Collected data
• • •
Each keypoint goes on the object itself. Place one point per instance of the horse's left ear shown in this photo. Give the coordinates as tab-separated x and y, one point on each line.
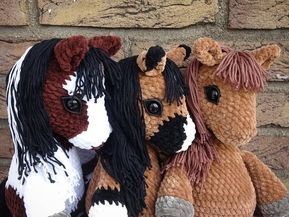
179	54
109	44
265	56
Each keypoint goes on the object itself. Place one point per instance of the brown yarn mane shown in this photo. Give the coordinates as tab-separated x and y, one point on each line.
241	70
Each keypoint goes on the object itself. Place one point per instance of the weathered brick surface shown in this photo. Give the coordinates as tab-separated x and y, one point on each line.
274	152
13	13
258	14
3	111
273	109
10	53
127	14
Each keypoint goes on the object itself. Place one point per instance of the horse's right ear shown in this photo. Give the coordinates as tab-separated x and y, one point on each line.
109	44
265	56
69	52
207	51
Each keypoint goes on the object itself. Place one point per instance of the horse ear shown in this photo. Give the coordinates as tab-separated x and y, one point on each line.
265	56
153	61
69	52
207	51
109	44
179	54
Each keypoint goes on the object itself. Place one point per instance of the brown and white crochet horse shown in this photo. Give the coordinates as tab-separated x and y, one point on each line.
60	96
214	177
159	119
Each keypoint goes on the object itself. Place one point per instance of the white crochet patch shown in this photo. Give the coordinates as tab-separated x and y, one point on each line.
43	198
190	131
106	209
98	129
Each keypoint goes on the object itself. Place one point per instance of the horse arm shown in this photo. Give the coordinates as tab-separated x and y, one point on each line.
103	195
69	52
175	194
271	194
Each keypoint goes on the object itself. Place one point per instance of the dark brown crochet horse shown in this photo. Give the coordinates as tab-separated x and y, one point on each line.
159	119
214	177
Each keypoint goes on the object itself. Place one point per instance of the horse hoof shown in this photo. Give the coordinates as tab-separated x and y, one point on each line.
61	214
168	206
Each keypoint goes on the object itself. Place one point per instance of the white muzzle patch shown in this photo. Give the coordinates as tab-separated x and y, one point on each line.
190	131
98	129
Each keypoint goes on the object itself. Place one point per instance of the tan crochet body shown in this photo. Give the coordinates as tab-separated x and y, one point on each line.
237	182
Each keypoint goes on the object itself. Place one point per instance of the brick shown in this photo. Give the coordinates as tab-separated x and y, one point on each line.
3	106
6	147
127	14
272	150
10	53
138	46
273	109
258	14
3	173
13	13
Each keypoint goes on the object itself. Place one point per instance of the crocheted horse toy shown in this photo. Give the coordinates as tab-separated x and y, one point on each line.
157	117
214	177
60	96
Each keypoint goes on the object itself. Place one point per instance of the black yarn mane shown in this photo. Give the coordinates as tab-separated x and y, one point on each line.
91	72
124	156
32	122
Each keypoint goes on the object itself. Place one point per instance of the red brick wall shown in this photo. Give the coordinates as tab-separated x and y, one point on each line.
243	24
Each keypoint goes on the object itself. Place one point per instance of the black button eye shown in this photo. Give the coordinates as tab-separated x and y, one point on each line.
72	104
213	94
153	107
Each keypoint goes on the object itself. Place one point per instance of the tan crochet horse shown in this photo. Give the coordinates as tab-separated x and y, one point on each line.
214	177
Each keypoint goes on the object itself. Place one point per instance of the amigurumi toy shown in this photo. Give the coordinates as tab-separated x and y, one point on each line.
156	121
214	177
60	96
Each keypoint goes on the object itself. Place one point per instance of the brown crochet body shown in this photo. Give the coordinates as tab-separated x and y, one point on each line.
236	183
153	86
228	189
63	62
102	180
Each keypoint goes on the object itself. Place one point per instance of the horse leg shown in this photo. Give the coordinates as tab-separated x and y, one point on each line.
103	195
175	195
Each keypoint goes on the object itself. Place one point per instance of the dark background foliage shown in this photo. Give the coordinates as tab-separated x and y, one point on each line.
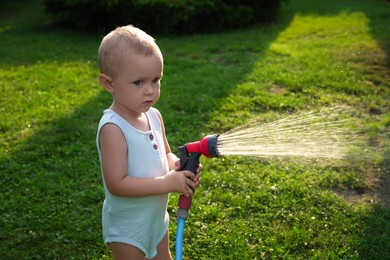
163	16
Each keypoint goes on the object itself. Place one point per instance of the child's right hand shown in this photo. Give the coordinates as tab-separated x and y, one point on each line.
181	181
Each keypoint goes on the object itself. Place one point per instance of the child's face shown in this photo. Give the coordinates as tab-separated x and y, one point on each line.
136	86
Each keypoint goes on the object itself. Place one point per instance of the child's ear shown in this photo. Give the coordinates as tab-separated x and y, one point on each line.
106	83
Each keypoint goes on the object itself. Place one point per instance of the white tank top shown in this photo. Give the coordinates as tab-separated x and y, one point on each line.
141	222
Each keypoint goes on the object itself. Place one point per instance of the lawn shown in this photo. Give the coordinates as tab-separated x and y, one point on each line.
317	55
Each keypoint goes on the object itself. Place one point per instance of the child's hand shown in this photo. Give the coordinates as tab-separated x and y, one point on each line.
181	181
196	179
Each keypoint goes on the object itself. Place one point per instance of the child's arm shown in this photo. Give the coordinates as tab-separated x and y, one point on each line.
114	163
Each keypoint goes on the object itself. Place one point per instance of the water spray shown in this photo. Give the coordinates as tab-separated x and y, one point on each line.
327	134
189	160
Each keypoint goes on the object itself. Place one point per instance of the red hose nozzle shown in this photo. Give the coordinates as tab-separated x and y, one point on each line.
207	146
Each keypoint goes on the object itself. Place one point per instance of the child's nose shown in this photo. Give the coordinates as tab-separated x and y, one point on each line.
149	89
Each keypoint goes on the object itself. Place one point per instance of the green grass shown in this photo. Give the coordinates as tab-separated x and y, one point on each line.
317	55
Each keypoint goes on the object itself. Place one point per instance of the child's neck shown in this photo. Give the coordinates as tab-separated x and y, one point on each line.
137	120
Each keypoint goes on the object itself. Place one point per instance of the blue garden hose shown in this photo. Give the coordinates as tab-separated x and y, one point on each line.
181	222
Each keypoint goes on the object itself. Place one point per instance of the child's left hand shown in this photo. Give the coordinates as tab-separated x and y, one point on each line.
196	179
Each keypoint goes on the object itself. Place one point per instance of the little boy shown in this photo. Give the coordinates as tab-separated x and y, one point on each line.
138	168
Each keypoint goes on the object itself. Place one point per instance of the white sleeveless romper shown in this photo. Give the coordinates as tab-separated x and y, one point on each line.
141	222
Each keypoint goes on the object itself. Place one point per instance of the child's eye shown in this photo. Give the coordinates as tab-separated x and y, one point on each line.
138	82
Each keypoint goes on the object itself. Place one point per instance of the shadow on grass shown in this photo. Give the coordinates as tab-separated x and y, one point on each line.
51	190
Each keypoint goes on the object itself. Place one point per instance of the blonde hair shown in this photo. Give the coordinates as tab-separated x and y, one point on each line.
120	41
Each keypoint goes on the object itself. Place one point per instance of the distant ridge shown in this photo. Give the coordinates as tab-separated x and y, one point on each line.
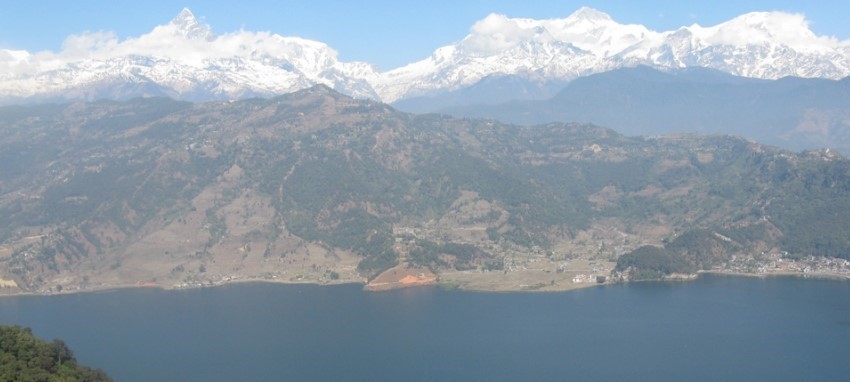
185	60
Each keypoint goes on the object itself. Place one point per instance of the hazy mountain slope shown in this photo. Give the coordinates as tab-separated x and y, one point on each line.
794	113
315	186
185	60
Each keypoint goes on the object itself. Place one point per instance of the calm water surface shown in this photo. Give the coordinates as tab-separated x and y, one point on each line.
715	328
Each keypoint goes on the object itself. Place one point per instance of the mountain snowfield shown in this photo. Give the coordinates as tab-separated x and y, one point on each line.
185	60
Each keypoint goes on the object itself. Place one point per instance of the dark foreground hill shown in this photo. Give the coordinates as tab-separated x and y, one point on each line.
318	187
23	358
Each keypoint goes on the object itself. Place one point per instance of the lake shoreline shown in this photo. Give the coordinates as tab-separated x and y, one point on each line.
442	283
• • •
Your instructions>
Set the pictures aside and transcribe the data above exactly.

Solution to this task>
Each keypoint goes on the object itself. Place one point per instance of the horse's left ear shown in this photo. Give the coordinates as tab-separated x and y, one point on each line.
179	54
109	44
265	56
Each keypoint goes on the object itself. Place one point per instance of the brown yarn mane shown in this photo. Give the coordinates as tab-separated x and y, one point on each line.
241	70
Each keypoint goes on the object itself. Place one point per instance of the weathered brick surface shown in this photo. Give the coordinates as tab-separated x and y, one point on each line.
274	152
13	13
258	14
3	111
273	109
10	53
127	14
Each keypoint goes on the object itself. Place one point per instance of the horse's right ear shown in this photo. Give the coordinates as tab-separated x and y, one point on each line.
109	44
265	56
69	52
207	51
Each keypoint goes on the object itself. Place one point per instance of the horse ear shown in this photo. Give the coordinates as tab-separated x and y, one point on each line.
265	56
153	61
69	52
207	51
109	44
179	54
Each keypoint goes on the object itself. Place one point per instance of the brown and white crochet horse shown in this photo. Give the coordinates as tab-separated x and y, one point on each line.
60	96
214	177
159	119
Each keypoint goes on the object itself. Place one point per instance of the white crochet patch shown in this photo. Give the coordinates as tab-separated x and y, one point on each line.
43	198
190	131
106	209
98	129
Each keypoint goes on the object itself. Place one point per instance of the horse arm shown in this photo. Give the coordinates as tab-separated x and y, one point on each line.
103	195
69	52
175	194
271	194
Each keypoint goes on the object itself. Place one point per instance of the dark brown crochet horse shown in this photo. Give the coordinates as tab-separated x and y, one point on each line.
159	119
214	177
Each keypoint goes on the object itself. Place one point per instance of the horse hoof shown in this photo. Give the coordinates as tab-separated x and y, one point on each line.
61	214
168	206
Each keypoint goes on the object itself. Place one point per instance of the white muzzle patch shown in this photo. Give the coordinates as tab-separated x and y, one point on each line.
190	131
98	129
Each keypoint goes on the object itself. Place one point per instance of the tan crochet body shown in this photo. Give the coordinates as tab-separated x and y, one point on each line.
237	182
Each keypoint goes on the object itself. Place one point per instance of the brick shown in this photo. Give the coordinates as tab-separated x and y, one point on each line.
3	106
6	147
127	14
272	150
10	53
138	46
273	109
258	14
3	173
13	13
Each keypoint goes on the object itself. Place one point per instance of the crocheted horse toy shown in this photo. Give the coordinates as tab-separated x and y, one point on each line.
157	117
214	177
60	96
Each keypoint goes on the object itself. Place one point per instance of the black yarn mane shown in this photo. Give the coordinates as tab-separated x and y, one point on each line.
91	72
124	156
32	122
Each keypoint goes on the object itself. Place one point per instance of the red brick wall shown in this photo. Give the coordinates as tab-separated x and y, one point on each line.
243	24
Each keypoint goes on the object itself. Place one point per instance of the black button eye shown in this photo. Give the coordinates as tab-separated x and y, one point on each line.
72	104
213	94
153	107
Each keypoint goes on the object itself. Place one point per instance of the tan crochet horse shown in this photo. Give the coordinates as tab-separated x and y, one point on each line.
214	177
Each keypoint goes on the object itself. Place one point per instance of the amigurumi toy shown in this photo. Give the coordinates as tab-separated x and y, one point on each line.
156	121
214	177
60	96
Each keypoint goes on the object itself. Place one point per instance of the brown crochet body shown in this photo. Give the coordinates as tab-separated x and y, one point on each line.
236	183
153	86
228	189
63	62
102	180
Each keypoint goes on the object itself. Place one point per instance of the horse leg shown in this photo. Give the coordinates as tab-separated x and y, one point on each line.
103	195
175	195
Each keypoint goes on the object itself. Place one point per instance of the dark background foliage shown in this photo. Give the coordinates as tab-separated x and y, one point on each line.
163	16
Each keypoint goes on the object itself. Place one point per instance of the child's right hand shown in this photo. Give the coordinates as tab-separated x and y, one point on each line.
181	181
Each keypoint goes on the object itself. Place one point per instance of the child's face shown in this photo. Give the coordinates as tab-separated x and y, one point on each line.
136	86
Each keypoint goes on the object itself. Place one point per instance of the child's ear shown in this photo. Give the coordinates as tab-separated x and y, one point on each line.
106	83
Each keypoint goes on the object itself. Place one point per instance of the white tank top shown in this photo. Give the coordinates as tab-separated x and y, one point on each line.
141	222
Each keypoint goes on the object itself. Place one point per instance of the lawn shown in this photo. Give the coordinates as tab-separated x and y, one point on each line.
317	55
Each keypoint goes on the object itself. Place one point per instance of the child's hand shown in this photo. Give the coordinates as tab-separated x and y, one point on each line.
181	181
196	179
Each keypoint goes on the object itself. Place one point per instance of the child's arm shown in this photo. Give the coordinates as tab-separated x and y, one point on each line.
114	163
Each keypoint goes on the object itself. Place one point per instance of the water spray shown in this photo. Give the coordinates as tab-separated x and y, one point on each line.
327	134
189	160
Each keypoint goes on the object itself. Place one point per instance of the red hose nozzle shown in this photo. Give the coordinates as tab-separated x and y, one point on each line.
207	146
Each keypoint goes on the object itself. Place one point per instance of the child's nose shown in this photo. Give the coordinates as tab-separated x and y, one point on each line.
149	89
Each keypoint goes on the object itself. Place one point per instance of the green grass shown in this photo. Give the coordinates as tab-separated x and y, one point on each line.
317	55
Each keypoint goes on the object itself. Place one point per instance of the child's neck shown in this photo. Give the coordinates as tab-separated x and y, one point on each line.
137	120
Each keypoint goes on the object itself. Place one point per instance of the blue garden hose shown in this photo. Give the coordinates as tab-separated x and y, one point on each line.
181	222
Each keypoint goes on the object itself. Place one point per instance of the child's left hand shown in this photo. Give the coordinates as tab-separated x and y, one point on each line.
196	179
Each keypoint goes on the object itself. Place one point per instance of the little boy shown in this photo. Give the coordinates as tab-separated x and y, one point on each line.
138	168
Each keypoint goes on the object itself. Place one point per instance of the white sleeveless romper shown in this photo. Give the coordinates as tab-separated x and y, one point on each line.
141	222
Each keypoint goes on the object itself. Place one point per instance of the child's eye shown in this photo. Give the coordinates as tab-separated x and y, one point on each line.
138	82
Each keypoint goes on the object itself. Place one point per instance of the shadow on grass shown in this photo. Give the coordinates as tab-separated x and y, one point on each line.
51	190
Each keypoint goes on the object itself. Place one point per instance of the blonde hair shown in this photo. Give the coordinates as tab-separated x and y, one point on each line.
120	41
Each keypoint goes on the object itself. Place one point per instance of the distant ridge shown in this photo. Give the coordinates as tab-separated x and y, one point on each line.
185	60
Each keypoint goes on the object itself. Place one point per instance of the hazy mountain slope shown in this photo. Give the coordinates as tab-separated x and y, one point on each line.
794	113
315	186
185	60
Each keypoint goes on the object itself. Place one point per instance of the calm water surface shown in this photo. Give the coordinates as tab-separated x and y, one point on each line.
715	328
Each keypoint goes on the object itself. Place one point per instance of the mountain snowfield shown in this photo. Give the coordinates as tab-separated x and y, one point on each line.
185	60
Each keypoint goes on the object itself. Place one point per instance of the dark foreground hill shown in this photo. Give the coordinates as tab-separated x and y, one point on each line.
318	187
23	358
Each keypoint goes on the object itself. Place one point per instance of the lake shoreline shown in this photo. Give the coordinates as tab-separated x and y, one point on each line.
442	283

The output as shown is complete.